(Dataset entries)
◆ ◆ ◆ ◆ ◆

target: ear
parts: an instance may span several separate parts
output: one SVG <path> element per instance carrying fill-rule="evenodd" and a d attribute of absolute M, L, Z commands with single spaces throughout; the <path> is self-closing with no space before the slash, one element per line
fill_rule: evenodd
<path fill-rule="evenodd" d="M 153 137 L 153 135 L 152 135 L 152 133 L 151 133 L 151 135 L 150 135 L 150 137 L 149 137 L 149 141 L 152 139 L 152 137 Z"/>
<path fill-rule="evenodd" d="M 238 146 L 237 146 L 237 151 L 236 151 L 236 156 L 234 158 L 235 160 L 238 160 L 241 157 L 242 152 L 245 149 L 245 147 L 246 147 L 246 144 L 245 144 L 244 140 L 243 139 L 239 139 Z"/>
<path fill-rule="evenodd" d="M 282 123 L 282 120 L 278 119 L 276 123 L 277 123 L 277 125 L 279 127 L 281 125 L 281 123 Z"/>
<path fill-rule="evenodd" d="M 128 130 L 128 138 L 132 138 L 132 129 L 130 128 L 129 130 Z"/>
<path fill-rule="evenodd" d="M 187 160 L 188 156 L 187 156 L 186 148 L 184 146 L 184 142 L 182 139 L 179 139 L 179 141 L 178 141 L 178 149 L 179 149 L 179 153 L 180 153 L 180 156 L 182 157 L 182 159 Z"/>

◆ ◆ ◆ ◆ ◆

ACTIVITY:
The answer must be every line from the records above that contains "instance".

EXERCISE RESULT:
parts: an instance may span several separate parts
output: one SVG <path> element per instance carrying fill-rule="evenodd" and a d attribute of absolute M, L, Z commands with single spaces throughout; the <path> is self-closing with no space before the slash, one element per line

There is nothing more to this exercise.